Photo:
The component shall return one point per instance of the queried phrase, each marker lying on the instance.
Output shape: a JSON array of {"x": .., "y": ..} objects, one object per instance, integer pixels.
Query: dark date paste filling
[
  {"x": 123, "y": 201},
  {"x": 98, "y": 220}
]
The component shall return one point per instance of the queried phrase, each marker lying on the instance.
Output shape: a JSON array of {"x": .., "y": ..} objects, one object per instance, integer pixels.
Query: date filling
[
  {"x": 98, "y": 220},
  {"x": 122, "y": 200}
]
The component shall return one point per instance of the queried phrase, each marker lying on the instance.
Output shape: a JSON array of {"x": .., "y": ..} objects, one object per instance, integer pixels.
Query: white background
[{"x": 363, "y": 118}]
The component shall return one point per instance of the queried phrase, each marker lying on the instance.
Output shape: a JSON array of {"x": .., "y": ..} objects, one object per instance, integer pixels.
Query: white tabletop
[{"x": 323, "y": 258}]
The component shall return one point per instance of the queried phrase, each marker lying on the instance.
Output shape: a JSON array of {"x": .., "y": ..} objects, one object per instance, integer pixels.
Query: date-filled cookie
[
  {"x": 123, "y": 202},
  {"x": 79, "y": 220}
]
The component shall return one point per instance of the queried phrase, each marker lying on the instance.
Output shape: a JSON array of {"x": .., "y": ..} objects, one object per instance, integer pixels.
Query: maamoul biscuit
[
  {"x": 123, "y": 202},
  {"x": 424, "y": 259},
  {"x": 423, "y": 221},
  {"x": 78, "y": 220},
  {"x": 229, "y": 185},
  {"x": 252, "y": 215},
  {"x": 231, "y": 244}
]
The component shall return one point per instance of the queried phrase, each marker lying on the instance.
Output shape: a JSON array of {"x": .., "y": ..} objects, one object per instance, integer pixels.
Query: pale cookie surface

### WHAT THIS TASK INVOLVES
Send back all of the entries exactly, with nothing missing.

### ANSWER BOX
Photo:
The component shall return one point per instance of the queried phrase, each marker lying on the instance.
Output shape: a JSON array of {"x": .., "y": ..} objects, one object per instance, integer pixels.
Query: dark date paste filling
[
  {"x": 123, "y": 201},
  {"x": 98, "y": 220}
]
The component shall return one point per instance of the queried phrase, each marker lying on the instance.
Output shape: a JSON array of {"x": .., "y": ..} objects, one object per instance, integer pixels.
Query: date filling
[
  {"x": 98, "y": 220},
  {"x": 122, "y": 200}
]
The component shall return one point per instance of the queried phrase, each marker lying on the instance.
Output shape: a JSON array of {"x": .., "y": ..} objects, one object per instance, integer pixels.
Query: white background
[{"x": 363, "y": 118}]
The component shall return one point per instance of the queried phrase, each marker lying on the instance.
Output shape: a JSON array of {"x": .., "y": ..} objects, one object per instance, integer pixels.
Query: white tabletop
[{"x": 323, "y": 258}]
The component shall return one point per instance of the queried phrase, each marker lying on the instance.
Output shape: a JSON array of {"x": .., "y": ..} objects, one object per instance, integer pixels.
Query: date-filled cookie
[
  {"x": 123, "y": 202},
  {"x": 79, "y": 220}
]
The component shall return one point per instance of the queried phrase, each marker lying on the instance.
Output shape: a JSON array of {"x": .., "y": ..} objects, one object per instance, integer pixels.
Query: maamoul biscuit
[
  {"x": 123, "y": 202},
  {"x": 424, "y": 259},
  {"x": 423, "y": 221},
  {"x": 78, "y": 220},
  {"x": 229, "y": 185},
  {"x": 252, "y": 215},
  {"x": 231, "y": 244}
]
The component shall return one point per instance of the queried phrase, each marker lying on the instance.
Output shape: a JSON array of {"x": .., "y": ..} objects, one object per instance, integer pixels.
Query: pale cookie surface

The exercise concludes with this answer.